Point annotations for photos
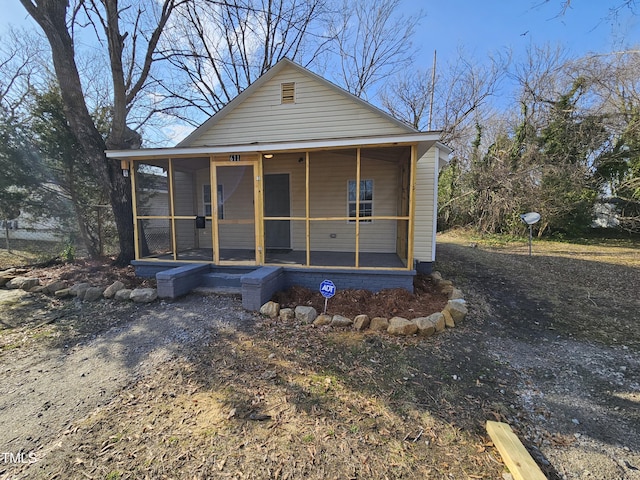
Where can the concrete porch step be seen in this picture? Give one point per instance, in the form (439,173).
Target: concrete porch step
(221,279)
(206,291)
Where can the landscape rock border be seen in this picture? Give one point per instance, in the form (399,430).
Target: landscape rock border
(452,314)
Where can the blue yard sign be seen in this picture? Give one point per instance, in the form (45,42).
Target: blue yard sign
(327,289)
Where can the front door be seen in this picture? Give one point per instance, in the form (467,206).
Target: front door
(235,213)
(277,203)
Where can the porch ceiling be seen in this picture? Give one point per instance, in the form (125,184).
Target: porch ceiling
(424,140)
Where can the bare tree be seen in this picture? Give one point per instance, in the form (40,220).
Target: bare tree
(217,49)
(373,43)
(460,92)
(130,43)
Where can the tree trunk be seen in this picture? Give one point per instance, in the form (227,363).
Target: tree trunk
(51,16)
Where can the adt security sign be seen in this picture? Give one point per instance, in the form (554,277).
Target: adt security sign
(327,289)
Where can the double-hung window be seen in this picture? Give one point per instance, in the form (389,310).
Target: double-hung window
(206,195)
(366,200)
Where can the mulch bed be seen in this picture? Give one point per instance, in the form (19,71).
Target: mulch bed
(393,302)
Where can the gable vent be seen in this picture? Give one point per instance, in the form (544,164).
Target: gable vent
(288,92)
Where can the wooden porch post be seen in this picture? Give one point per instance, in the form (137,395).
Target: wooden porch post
(357,264)
(412,204)
(307,210)
(136,234)
(258,194)
(174,241)
(214,209)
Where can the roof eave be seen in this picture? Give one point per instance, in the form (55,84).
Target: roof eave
(430,138)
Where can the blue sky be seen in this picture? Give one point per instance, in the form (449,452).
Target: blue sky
(485,26)
(481,28)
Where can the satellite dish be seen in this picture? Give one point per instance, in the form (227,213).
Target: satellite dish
(530,218)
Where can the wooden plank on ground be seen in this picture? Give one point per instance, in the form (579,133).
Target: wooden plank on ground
(513,453)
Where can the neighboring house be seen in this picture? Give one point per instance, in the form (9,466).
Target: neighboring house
(309,182)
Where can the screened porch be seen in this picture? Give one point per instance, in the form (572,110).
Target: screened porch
(346,208)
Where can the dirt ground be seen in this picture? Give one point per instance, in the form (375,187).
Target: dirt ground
(199,388)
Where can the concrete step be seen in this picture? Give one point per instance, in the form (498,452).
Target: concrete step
(206,291)
(221,279)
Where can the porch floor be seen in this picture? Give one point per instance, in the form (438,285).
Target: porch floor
(293,257)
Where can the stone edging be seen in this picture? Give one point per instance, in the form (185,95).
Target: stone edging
(453,313)
(11,279)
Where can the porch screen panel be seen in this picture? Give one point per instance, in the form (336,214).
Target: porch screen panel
(152,188)
(332,234)
(296,254)
(236,226)
(189,244)
(154,238)
(332,243)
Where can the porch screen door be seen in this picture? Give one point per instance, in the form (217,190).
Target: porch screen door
(277,203)
(236,214)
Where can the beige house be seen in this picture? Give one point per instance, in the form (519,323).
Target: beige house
(294,172)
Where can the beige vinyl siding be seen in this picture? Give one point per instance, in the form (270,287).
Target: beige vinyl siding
(329,175)
(318,112)
(424,211)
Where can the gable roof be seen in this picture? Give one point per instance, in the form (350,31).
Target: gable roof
(213,130)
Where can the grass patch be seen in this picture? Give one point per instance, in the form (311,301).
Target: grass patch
(587,290)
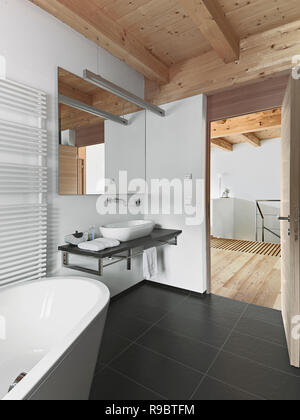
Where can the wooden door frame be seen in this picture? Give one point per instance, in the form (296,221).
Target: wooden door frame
(258,97)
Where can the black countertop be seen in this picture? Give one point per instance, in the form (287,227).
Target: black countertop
(158,237)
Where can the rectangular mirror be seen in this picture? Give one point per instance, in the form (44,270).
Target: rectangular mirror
(94,148)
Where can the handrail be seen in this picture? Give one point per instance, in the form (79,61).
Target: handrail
(264,228)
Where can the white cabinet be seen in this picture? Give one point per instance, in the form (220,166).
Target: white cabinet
(222,218)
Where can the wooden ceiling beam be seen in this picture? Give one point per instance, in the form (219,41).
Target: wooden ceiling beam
(108,34)
(222,144)
(247,123)
(250,138)
(262,56)
(211,21)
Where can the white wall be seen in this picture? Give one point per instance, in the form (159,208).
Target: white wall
(125,147)
(175,148)
(34,43)
(251,174)
(95,169)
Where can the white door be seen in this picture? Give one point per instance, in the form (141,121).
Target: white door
(290,217)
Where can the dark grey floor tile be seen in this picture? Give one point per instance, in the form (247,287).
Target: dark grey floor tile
(269,354)
(206,332)
(112,345)
(189,352)
(140,310)
(264,314)
(262,330)
(160,374)
(155,296)
(213,390)
(125,326)
(207,313)
(110,385)
(219,303)
(256,379)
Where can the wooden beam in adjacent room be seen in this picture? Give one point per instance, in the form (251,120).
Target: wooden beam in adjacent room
(247,123)
(263,56)
(211,21)
(98,27)
(251,138)
(222,144)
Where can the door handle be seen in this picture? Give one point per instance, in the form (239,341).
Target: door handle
(285,219)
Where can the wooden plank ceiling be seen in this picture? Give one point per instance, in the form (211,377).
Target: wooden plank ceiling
(250,129)
(76,88)
(188,47)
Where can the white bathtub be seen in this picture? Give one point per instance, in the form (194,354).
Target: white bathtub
(51,330)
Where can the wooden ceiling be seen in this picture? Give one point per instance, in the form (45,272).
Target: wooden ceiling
(187,47)
(250,129)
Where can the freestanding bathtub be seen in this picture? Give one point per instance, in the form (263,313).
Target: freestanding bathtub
(51,330)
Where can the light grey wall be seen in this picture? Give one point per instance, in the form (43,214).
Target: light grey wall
(251,174)
(176,146)
(34,43)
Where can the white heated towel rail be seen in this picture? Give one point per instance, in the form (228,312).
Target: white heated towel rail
(23,183)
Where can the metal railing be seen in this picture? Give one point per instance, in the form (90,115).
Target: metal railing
(262,215)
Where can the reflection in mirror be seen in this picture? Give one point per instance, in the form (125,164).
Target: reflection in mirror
(92,148)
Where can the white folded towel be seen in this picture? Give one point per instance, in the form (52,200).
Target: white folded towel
(108,243)
(99,244)
(92,246)
(150,265)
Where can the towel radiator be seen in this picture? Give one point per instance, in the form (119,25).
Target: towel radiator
(23,183)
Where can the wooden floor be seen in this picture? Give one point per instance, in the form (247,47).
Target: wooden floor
(259,248)
(248,277)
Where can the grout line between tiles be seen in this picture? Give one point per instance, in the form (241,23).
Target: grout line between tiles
(236,388)
(264,340)
(219,352)
(132,342)
(262,364)
(137,383)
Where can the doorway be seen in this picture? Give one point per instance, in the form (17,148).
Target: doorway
(245,205)
(264,96)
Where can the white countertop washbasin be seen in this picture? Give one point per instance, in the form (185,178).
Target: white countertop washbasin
(128,231)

-- EXERCISE GOAL --
Quote exactly and only the lines from the one holding "Where can the metal" through the end of the data.

-- EXERCISE OUTPUT --
Where can the metal railing be seen in this picture? Give one point per instance, in the form (90,115).
Target: metal railing
(262,215)
Where can the reflection in mirror be seen in this picture? Give one point per instance, in the form (125,164).
Target: reflection in mirror
(92,148)
Where can the white folded towel be seen in this picture? Give one point per instance, in the form (52,200).
Target: white folded towel
(108,243)
(99,244)
(92,246)
(150,265)
Where can the towel radiator be seen in this picture? Give one point per instance, in the form (119,25).
Target: towel radiator
(23,183)
Where can the wooden floor be seen in this picture? Give one point per instance, in the form (247,47).
Target: wooden floor
(259,248)
(248,277)
Where can the grout line between tiles be seen in this picture? Give one point per instance, in the form (241,23).
Target: grout line between tiles
(236,388)
(264,340)
(219,352)
(132,342)
(262,364)
(137,383)
Where can the doorway be seen in this picture? Give one point per instance, in the form (17,148).
Target: doorway
(245,205)
(264,96)
Where can the white countertop washbasin be seen in this picture? Give one point per instance, in the form (185,178).
Target: white countertop washbasin
(128,231)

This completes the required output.